### TEXTE FOURNI
------------
M. de la Villemarqué connaissait, comme nous tous, la charité légendaire de Malo, l'ermite de la Motte; et pourtant il ne s'est pas mépris. Pour lui, Malo n'est pas le héros de l'élégie; M. de la Villemarqué ne nomme pas ce héros; mais il le désigne suffisamment quand il nous le présente comme l'aïeul du marquis de Guérande, fils de Claudine de Névet. L'indication est inexacte, soit! Jean de Névet était seulement oncle du marquis, fils de sa sœur et non de sa fille nommée aussi Claudine; mais cette indication nous. reporte à la première moitié du dix-septième siècle et cela. suffit.

Vers cette époque, aucun autre Névet n'a pu être le sujet de l'élégie: ni Jacques, père de Jean, assassiné à Rennes, en 1616; ni Claude, son aïeul, mourant calviniste, vers 1597; ni René, frère aîné de Claude mort sans enfants, en 1585; ni Jacques, leur père, mari de Claude de Guengat, mort calviniste. Je crois qu'il est inutile de remonter plus loin.

Par malheur, M. de la Villemarqué ne savait pas à ce moment ce que nous révèlent un aveu de 1644 et la pierre tombale de Locronan, que Jean de Névet était mort à trentequatre ans. Si cette circonstance avait été connue de l'éminent traducteur, n'aurait-il pas pris sur lui, de remplacer le mot Koz par le mot Kez? Et il aurait bien fait ! Après cette substitution, plus de doute possible.
------------
### DONNÉES FOURNIES
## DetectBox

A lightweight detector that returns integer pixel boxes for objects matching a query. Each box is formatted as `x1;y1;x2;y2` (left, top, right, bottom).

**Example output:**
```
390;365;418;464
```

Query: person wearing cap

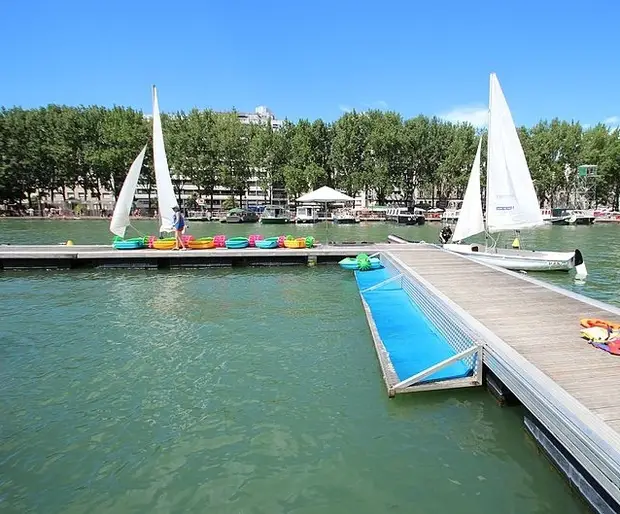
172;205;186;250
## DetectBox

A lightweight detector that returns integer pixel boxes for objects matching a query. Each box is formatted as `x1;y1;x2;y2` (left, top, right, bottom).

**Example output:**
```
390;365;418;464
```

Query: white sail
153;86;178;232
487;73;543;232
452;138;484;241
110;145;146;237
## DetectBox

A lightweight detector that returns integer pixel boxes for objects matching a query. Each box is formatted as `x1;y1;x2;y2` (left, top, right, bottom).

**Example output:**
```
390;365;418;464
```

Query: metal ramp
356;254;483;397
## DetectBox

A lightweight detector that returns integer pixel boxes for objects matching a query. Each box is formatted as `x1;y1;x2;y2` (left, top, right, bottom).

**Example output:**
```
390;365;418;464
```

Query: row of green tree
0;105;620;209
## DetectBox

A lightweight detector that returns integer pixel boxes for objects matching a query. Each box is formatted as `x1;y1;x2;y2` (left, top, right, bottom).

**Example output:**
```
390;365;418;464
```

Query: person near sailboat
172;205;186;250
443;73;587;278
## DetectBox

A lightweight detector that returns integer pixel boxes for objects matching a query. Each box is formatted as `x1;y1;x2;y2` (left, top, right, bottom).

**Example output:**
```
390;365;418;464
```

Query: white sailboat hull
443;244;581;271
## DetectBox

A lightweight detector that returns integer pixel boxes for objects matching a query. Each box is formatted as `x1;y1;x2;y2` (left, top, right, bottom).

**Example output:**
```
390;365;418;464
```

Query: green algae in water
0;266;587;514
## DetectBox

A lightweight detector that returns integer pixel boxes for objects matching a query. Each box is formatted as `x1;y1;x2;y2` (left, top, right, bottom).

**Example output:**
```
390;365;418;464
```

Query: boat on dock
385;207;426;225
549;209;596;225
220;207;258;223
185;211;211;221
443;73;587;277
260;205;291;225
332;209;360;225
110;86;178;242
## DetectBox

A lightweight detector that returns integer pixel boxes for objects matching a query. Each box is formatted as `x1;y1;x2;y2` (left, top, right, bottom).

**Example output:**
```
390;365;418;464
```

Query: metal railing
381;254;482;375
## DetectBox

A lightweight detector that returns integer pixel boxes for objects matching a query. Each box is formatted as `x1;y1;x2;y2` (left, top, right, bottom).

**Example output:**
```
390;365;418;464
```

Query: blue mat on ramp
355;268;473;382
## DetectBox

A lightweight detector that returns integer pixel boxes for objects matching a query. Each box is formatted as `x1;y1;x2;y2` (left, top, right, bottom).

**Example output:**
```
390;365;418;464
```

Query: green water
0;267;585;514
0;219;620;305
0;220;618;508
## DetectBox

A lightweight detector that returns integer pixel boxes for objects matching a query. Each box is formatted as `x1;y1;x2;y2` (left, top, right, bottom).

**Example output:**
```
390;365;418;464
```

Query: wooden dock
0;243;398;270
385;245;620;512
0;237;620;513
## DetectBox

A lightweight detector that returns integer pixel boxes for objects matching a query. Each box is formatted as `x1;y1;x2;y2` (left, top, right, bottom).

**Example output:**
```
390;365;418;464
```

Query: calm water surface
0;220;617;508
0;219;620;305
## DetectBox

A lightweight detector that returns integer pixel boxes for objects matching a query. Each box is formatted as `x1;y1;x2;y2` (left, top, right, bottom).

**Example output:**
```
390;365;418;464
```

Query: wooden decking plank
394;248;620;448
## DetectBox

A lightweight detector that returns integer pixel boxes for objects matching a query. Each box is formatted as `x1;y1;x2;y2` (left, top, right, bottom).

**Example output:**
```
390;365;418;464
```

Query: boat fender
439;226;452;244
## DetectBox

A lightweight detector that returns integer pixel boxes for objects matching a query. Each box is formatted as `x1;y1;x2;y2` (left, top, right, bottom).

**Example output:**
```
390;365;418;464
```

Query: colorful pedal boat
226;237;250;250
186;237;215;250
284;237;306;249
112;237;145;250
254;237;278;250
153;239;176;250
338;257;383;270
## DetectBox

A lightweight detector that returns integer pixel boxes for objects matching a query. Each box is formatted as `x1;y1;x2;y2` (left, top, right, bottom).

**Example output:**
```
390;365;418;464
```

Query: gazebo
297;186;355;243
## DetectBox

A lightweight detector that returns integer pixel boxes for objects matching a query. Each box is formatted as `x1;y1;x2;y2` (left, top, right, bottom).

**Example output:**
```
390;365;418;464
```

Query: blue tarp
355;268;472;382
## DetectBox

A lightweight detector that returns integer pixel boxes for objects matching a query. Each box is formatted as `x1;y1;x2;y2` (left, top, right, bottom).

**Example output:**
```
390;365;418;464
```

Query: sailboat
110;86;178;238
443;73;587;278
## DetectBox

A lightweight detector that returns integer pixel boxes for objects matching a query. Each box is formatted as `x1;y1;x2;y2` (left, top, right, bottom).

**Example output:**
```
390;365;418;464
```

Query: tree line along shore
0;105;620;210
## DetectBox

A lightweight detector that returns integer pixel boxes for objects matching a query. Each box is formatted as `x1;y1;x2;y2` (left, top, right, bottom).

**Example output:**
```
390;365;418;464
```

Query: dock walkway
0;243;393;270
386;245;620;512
------------
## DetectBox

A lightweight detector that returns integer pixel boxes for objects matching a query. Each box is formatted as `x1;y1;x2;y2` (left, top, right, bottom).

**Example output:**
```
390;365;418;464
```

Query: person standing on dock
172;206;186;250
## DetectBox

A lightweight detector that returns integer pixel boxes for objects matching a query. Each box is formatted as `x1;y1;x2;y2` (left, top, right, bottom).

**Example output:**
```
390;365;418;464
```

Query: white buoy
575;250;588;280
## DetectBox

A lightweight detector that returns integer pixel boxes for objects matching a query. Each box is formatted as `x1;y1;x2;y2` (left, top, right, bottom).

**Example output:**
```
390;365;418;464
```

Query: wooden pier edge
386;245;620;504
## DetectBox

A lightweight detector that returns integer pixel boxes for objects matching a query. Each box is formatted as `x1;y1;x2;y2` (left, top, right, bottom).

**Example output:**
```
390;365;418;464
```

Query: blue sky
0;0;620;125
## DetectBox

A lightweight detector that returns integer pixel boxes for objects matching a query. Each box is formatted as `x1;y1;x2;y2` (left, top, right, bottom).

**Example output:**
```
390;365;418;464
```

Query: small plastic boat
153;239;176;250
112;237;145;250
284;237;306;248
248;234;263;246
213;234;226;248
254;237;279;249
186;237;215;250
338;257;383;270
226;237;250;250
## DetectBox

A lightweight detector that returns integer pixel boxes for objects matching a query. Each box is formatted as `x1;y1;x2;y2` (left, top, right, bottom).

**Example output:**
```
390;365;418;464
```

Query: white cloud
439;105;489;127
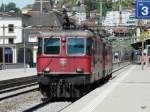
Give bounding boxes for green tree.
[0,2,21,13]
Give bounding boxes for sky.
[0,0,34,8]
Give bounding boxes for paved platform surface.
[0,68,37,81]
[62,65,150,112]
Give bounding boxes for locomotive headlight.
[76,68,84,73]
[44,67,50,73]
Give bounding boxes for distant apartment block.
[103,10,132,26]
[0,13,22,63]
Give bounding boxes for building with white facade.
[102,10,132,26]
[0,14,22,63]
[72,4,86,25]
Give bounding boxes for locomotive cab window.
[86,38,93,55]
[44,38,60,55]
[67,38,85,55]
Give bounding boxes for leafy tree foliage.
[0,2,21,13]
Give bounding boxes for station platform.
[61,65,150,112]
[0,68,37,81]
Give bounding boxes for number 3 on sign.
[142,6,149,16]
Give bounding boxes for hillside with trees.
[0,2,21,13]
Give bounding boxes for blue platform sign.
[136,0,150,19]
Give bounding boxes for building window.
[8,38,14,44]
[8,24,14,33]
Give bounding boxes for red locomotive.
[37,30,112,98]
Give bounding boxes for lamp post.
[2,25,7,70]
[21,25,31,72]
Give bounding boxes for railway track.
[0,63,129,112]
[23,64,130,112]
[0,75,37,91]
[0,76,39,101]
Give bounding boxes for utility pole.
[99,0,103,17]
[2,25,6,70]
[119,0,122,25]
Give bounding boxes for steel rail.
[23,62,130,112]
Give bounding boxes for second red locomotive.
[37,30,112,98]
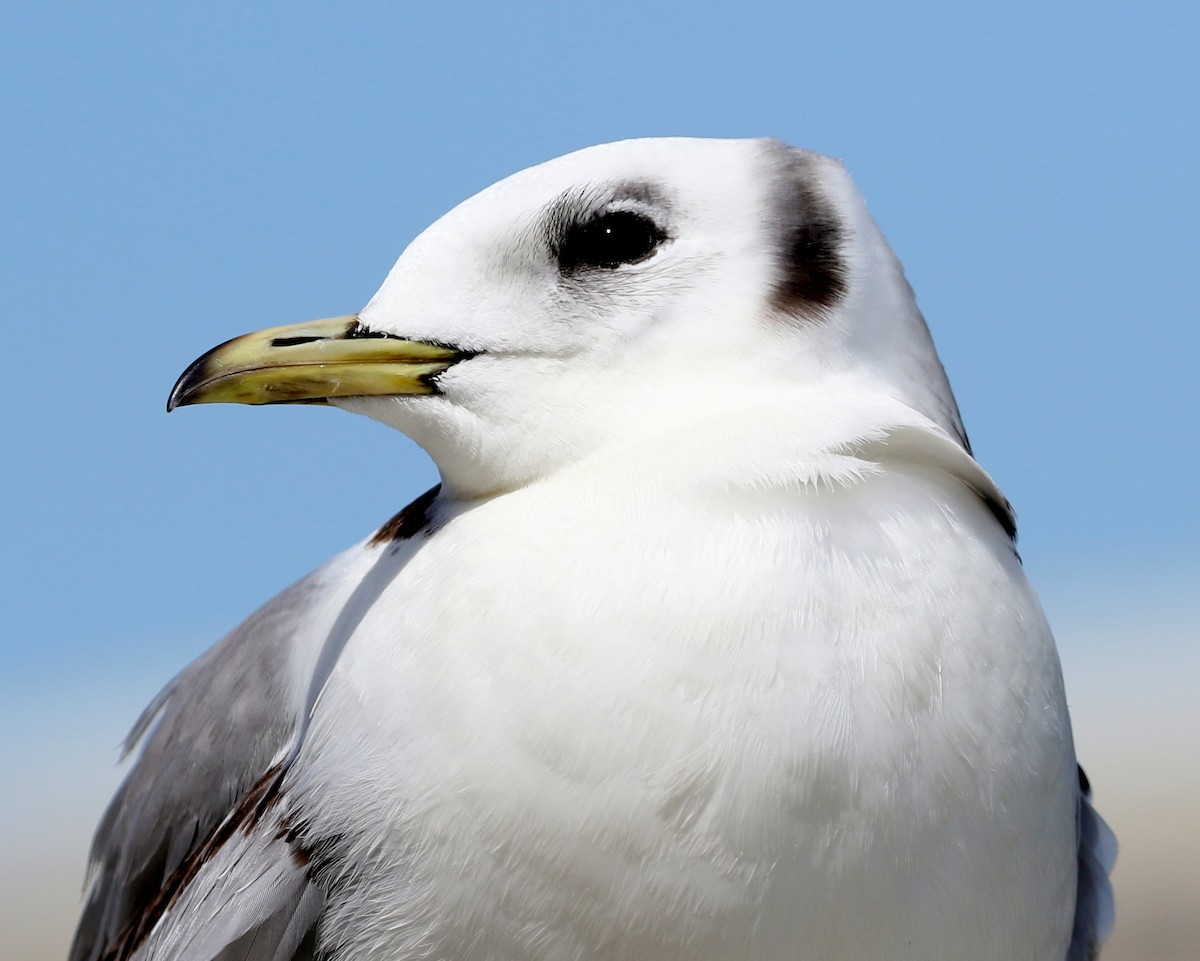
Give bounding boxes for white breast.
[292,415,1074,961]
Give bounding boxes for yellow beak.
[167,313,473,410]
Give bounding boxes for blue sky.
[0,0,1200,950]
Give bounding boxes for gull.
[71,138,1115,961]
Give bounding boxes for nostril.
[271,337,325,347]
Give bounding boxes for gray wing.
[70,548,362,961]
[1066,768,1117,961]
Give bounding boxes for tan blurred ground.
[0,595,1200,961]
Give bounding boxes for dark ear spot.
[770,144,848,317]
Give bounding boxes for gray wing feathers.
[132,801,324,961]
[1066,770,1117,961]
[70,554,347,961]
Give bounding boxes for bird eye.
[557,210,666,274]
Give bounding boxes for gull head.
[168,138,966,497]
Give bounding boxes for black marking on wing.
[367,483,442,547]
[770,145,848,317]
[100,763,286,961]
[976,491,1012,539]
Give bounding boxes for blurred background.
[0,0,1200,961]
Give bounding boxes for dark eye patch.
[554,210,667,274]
------------
### TRAVAIL DEMANDÉ
- a) Selon le texte sur Jean de Névet et l'élégie, en quelle année Jacques, le père de Jean, a-t-il été assassiné à Rennes ?
- b) Poursuivez le texte sur Jean de Névet et l'élégie après sa dernière phrase.

### RÉPONSES ATTENDUES
- a) En 1616.

- b)
Ajouterai-je que Jean de Névet, mort le 11 décembre 1646, est mort un mardi, et que ses funérailles ont pu se faire le jeudi, jour de la semaine indiqué par l'élégie. En 1646, comme l'année où nous entrons, le dimanche de Pâques était le 1er avril, et le 11 décembre tombait le mardi.

Ainsi, Monsieur, il ne s'agit que de remplacer Koz par Kez, que de changer un o en e. Faisons bien vite ce changement, j'ose l'espérer, nous serons d'accord.

Si je vous ai converti, Monsieur, et si vous reportez la date

A

de l'élégie de 1721 à 1646, il faudra renoncer à mettre Guy de Carné, seigneur de Kerliver, parmi les personnages nommés dans l'élégie. Le seigneur de Kerliver habitant son manoir en la paroisse de Hanvec était d'ailleurs un peu loin pour venir à cheval, en habit de bal, dans le voisinage des Névet. Hanvec est à onze bonnes lieues de Locronan, et par quelles routes au dernier siècle! Mais vous n'aurez pas de peine à trouver dans votre longue généalogie un autre gentilhomme de votre nom, peut-être même habitant La Cornouaille, qui a pu assister aux obsèques du baron de Névet, en 1646.

Au commencement du dix-septième siècle, de 1614 à 1634, Quimper a eu deux gouverneurs du nom de Carné, barons de Blaison. Le second, fils du premier, mort en 1634, a laissé, entr'autres enfants, René, ce gentilhomme accompli, ce brillant cavalier, distingué par le roi Louis XIII, et chevalier de Saint-Michel à vingt-cinq ans. Ildevait mieux que personne manier un beau cheval; et mieux que personne aussi, il aurait porté l'habit de velours rouge galonné d'argent, auquel le chercheur de pain Malgan, et après lui M. de la Villemarqué ont assuré une renommée immortelle.

Si, comme je le crois, Monsieur, vous vous êtes mépris, consolez-vous vos lecteurs vous remercient et se félicitent de cette heureuse erreur, puisqu'elle leur a valu votre intéressante biographie de Malo de Névet.

J. TRÉVÉDY,

Ancien président du tribunal de Quimper. Vice-président de la Société archéologique du Finistère.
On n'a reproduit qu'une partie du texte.